- Data:
____________
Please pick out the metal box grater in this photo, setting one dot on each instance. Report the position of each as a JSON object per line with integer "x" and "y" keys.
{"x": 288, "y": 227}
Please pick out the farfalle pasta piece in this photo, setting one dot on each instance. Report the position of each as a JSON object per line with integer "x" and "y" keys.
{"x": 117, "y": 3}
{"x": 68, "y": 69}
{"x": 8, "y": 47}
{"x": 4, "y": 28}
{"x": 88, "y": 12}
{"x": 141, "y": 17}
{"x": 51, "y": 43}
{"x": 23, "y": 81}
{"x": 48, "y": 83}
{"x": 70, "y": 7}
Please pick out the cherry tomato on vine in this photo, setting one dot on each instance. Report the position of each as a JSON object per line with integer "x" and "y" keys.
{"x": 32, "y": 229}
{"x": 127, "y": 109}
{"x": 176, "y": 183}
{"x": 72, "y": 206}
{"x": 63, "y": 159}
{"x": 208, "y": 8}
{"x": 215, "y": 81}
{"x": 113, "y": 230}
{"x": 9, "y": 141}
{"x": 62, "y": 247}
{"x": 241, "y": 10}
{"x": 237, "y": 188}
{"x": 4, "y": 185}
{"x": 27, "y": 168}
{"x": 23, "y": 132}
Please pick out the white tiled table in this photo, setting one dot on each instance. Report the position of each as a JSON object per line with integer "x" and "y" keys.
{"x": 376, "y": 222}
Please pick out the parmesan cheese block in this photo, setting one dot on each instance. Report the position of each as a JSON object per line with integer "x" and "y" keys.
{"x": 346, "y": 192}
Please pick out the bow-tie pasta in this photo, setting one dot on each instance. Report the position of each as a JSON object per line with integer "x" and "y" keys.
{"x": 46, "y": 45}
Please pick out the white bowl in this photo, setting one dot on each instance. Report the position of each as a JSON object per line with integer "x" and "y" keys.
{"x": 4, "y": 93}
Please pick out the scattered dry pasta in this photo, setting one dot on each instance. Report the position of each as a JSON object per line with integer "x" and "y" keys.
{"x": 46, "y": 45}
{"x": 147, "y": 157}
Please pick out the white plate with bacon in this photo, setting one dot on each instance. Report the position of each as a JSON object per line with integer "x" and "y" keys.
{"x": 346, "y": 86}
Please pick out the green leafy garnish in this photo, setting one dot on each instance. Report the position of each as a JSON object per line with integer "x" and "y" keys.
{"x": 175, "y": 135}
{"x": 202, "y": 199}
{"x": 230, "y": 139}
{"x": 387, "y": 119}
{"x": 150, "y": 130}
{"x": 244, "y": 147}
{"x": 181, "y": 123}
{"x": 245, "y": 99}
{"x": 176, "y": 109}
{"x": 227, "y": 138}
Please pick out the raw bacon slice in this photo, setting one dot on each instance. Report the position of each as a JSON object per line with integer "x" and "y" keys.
____________
- What this task involves: The line that contains "Please pick out the white bowl", the final line of the listing, and every line between them are to be retyped exactly; nothing else.

- Task result:
Please pick out the white bowl in this photo, setting one dot on each instance. Report the position of each as a JSON object per line with integer "x" and "y" keys.
{"x": 4, "y": 93}
Please pick out the scattered dry pasta in this photo, setting one dot on each instance. Report the position of each as a JSON object per line with integer "x" and "y" keys.
{"x": 46, "y": 45}
{"x": 147, "y": 157}
Please pick out the white plate with bacon in this photo, setting one dot on each instance. Report the position of each as a JSON object per line with integer "x" and "y" keys.
{"x": 346, "y": 86}
Please pick out the green leafy garnish in this photo, setting one dot on each instance. Report the position of each as a JSON object per line with integer "x" and "y" keys.
{"x": 175, "y": 135}
{"x": 202, "y": 199}
{"x": 230, "y": 139}
{"x": 387, "y": 119}
{"x": 150, "y": 130}
{"x": 244, "y": 147}
{"x": 181, "y": 123}
{"x": 245, "y": 99}
{"x": 176, "y": 109}
{"x": 227, "y": 138}
Please pick out the raw bacon slice in this photo, setting one dot on each instance. Report the position of each as a JSON object per line with integer "x" and "y" keys.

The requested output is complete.